**Work request**
The listing is to be reproduced exactly, excluding its pictures.

**Data listing**

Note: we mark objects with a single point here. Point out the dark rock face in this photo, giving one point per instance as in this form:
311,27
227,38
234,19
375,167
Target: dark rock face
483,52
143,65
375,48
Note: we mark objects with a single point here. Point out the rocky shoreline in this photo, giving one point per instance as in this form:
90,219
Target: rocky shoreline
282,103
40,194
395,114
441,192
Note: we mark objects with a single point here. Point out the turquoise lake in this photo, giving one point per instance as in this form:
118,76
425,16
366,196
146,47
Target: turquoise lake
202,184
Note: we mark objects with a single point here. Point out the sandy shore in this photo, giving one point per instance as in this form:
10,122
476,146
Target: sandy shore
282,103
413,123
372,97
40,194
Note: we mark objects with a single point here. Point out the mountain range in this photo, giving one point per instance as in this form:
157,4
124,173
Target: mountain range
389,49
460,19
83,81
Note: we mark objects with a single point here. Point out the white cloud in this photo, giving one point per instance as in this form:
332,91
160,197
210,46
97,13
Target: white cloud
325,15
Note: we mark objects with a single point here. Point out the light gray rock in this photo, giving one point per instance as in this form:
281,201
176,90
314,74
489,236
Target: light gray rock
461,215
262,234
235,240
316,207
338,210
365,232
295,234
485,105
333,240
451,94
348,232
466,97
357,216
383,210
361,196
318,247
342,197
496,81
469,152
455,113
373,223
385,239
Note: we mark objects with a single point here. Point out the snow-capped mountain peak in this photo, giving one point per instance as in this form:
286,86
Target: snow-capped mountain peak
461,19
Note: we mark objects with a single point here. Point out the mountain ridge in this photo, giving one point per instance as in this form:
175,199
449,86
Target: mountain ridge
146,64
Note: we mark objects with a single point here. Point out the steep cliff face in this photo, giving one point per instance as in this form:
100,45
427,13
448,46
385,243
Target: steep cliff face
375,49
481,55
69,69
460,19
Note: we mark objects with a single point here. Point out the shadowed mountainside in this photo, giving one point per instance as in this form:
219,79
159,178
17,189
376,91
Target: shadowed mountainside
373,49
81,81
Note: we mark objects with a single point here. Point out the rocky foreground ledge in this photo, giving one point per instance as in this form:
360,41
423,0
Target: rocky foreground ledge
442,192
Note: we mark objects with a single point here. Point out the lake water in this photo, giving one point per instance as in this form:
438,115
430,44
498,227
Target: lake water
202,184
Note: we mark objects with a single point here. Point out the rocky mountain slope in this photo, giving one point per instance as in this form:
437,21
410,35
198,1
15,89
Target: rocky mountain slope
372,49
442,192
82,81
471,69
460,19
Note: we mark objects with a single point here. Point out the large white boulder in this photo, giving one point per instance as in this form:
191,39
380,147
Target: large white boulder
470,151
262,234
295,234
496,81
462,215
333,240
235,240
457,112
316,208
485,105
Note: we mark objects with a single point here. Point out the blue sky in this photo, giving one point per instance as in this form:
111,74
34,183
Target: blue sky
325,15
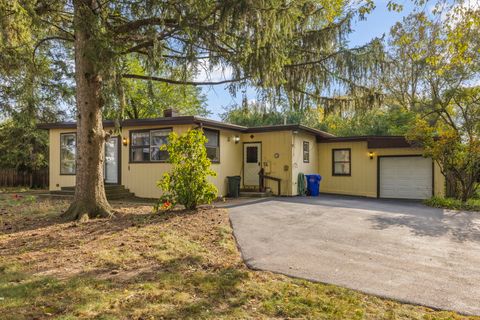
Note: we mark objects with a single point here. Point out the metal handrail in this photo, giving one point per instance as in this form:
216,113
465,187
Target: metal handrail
262,177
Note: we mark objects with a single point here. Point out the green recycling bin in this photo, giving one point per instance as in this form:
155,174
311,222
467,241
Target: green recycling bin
234,186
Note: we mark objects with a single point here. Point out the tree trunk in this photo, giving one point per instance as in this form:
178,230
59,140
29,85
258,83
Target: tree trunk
90,200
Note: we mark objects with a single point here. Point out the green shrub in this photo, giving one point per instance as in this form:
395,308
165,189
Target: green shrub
187,182
454,204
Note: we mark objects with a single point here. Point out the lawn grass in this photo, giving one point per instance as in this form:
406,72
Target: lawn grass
141,265
454,204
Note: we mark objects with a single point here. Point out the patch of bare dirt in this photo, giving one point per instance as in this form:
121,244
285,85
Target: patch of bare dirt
48,245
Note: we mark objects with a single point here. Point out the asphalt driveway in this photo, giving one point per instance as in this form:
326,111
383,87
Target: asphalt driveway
395,249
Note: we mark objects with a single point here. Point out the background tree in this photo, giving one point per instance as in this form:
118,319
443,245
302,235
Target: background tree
148,99
268,43
434,79
454,140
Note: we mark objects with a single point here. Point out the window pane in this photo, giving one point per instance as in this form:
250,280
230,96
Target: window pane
212,137
140,154
341,155
213,153
141,138
342,168
252,155
67,167
158,155
159,137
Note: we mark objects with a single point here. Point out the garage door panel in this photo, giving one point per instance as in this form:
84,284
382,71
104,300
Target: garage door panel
405,177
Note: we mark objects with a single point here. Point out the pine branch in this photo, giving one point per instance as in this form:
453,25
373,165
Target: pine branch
181,82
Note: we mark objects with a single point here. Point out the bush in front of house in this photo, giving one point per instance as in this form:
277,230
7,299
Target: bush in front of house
454,204
187,182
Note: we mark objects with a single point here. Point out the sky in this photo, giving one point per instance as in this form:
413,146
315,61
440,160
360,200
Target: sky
377,24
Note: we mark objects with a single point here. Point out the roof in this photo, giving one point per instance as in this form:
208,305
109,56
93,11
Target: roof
373,142
293,127
193,120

**Solution to the exercise**
Note: we mark objects with a single point here. Point out the dark rock face in this photo, giving one point per instance as in this form:
311,27
227,38
234,19
375,167
Target: dark rock face
483,52
143,65
375,48
Note: we mark objects with a single point here. Point out the rocky shoreline in this photo, giving one point per instance as in this form:
90,219
Target: rocky shoreline
282,103
40,194
395,114
441,192
Note: we mark objects with a single point here. Point out the turquoise lake in this photo, giving one point per instance as in this form:
118,76
425,16
366,196
146,47
Target: turquoise lake
202,184
Note: we mark objects with a single point here. Point out the sandy shore in this photo, giving one point per instance as in this form:
10,122
476,146
Target: sandy shore
282,103
413,123
372,97
40,194
Note: we mark objects with a single point here. Point out the mountain range in this photo, giving one point per instance as in this form:
157,4
124,173
Target: mountain range
389,49
460,19
83,81
Note: we mark objects with a single point here. Point out the white cloud in this photo, giving one point per instance as in this form:
332,91
160,197
210,46
97,13
Target: white cloud
325,15
Note: we mark objects with a single point here. Point out the light gray rock in this photo, giving one point per instance as in this form:
281,201
176,90
314,74
489,236
Target: light gray rock
461,215
262,234
235,240
316,207
338,210
365,232
295,234
485,105
333,240
451,94
348,232
466,97
357,216
383,210
361,196
318,247
342,197
496,81
469,152
455,113
373,223
385,239
Note: we mark objects with a single point here. Point out the snow-capped mountain peak in this photo, giving one point per instance as in this form:
286,86
Target: snow-capped mountain peak
461,19
Note: we mark objects with a single point here. Point out the mountain ridge in this photo, giving one point per instance as in this form:
175,199
449,86
Target: mountain ridge
146,64
Note: we mark objects with a single point here. Point out the steep cliff face in this photo, giving one point per instance as in this form:
100,45
427,13
448,46
385,243
Target: steep cliff face
375,49
481,55
69,69
460,19
Note: we mark objects with a single point here. Point out the shadowed mountainside in this photo, giving one point per instance as in this form:
219,79
159,178
17,189
376,91
Target: shadowed mountainside
373,49
81,81
Note: we mark objects with a single point here. Point out the rocky foreground ledge in this photo, giving one point per instance as in this form:
360,41
423,0
Target: rocky foreground ledge
442,192
Note: we mark objects with a single point here. Point out the lake water in this photo, giving one point per instance as in this form:
438,115
430,44
498,227
Target: lake water
202,184
Note: we mark objects with a single point here. Point out the rocky mountain slope in this photo, giving one point per instance as in this form:
437,21
410,35
198,1
15,89
Target: rocky mountain slope
372,49
442,192
82,81
471,69
460,19
Note: we mark objects with a single point here. Point out the large white boulder in this photo, giving one point per instance as in this form:
191,39
380,147
Target: large white boulder
470,151
262,234
295,234
496,81
462,215
333,240
235,240
457,112
316,208
485,105
Note: we mark objects with a single point here. Point out the blue sky in this photo, giving one point per instance as in this form:
111,74
34,183
Target: blue sky
325,15
Note: we mark objects with a single point here. Point out the metal handrail in this photo, giving one point per instance as in this form:
216,113
465,187
Target: metal handrail
262,177
Note: we mark objects with a single point here. Point out the green recycling bin in this photo, giving one point per instance as in this form:
155,174
311,222
467,241
Target: green recycling bin
234,186
Note: we mark objects with a single point here. Point out the tree trunk in this photo, giving one point per instance as in this form:
178,230
59,140
29,85
258,83
Target: tree trunk
90,200
Note: we mark objects with a single point here. Point out the green shrub in this photo, giving one point per instance as in this form:
395,308
165,189
Target: green shrub
187,182
454,204
Note: we mark objects with a single point here. Point out the lawn grass in this photo, giving one point per instance as in this form:
406,72
Target: lawn grass
141,265
454,204
Note: we mark objects with a single point here. Point out the patch of bare dirt in this photo, giving one point per instance as in this form:
121,244
285,85
Target: patch of bare dirt
48,245
Note: we mark objects with a single point here. Point out the asphalt driveway in this photo, giving one point per instance as in this form:
326,111
383,87
Target: asphalt driveway
395,249
Note: we mark objects with a single point here. Point out the background tree in this photo, giving one point per instance as in this form:
118,319
443,245
302,235
Target: background tree
148,99
268,43
434,79
454,140
Note: we mark objects with a single point here. Point out the window pane in this photo, giving one point per instance as in this form:
250,280
230,96
Target: window pane
212,137
140,154
341,155
213,153
141,138
342,168
252,155
67,167
158,155
159,137
Note: we mark objects with a single point here. Point out the garage door panel in this photo, giving one point per instance as in this form:
84,284
382,71
104,300
Target: garage door panel
405,177
Note: we mark objects with a single point here. Point out the pine branch in this photo, giving one point per instance as in this form:
453,25
373,165
Target: pine branch
181,82
Note: we mark objects with a single point here. Point out the bush in front of house in this photo, giving one point per instance as in this form:
277,230
7,299
Target: bush in front of house
454,204
187,182
Note: we mark objects with a single point here. Point out the sky in this photo, giving one point per instance as in this form:
413,146
315,61
440,160
360,200
Target: sky
377,24
Note: we mark objects with a single point here. Point out the roof in this photo, giving one point per instance as in this form:
208,305
109,56
93,11
Target: roof
373,142
293,127
193,120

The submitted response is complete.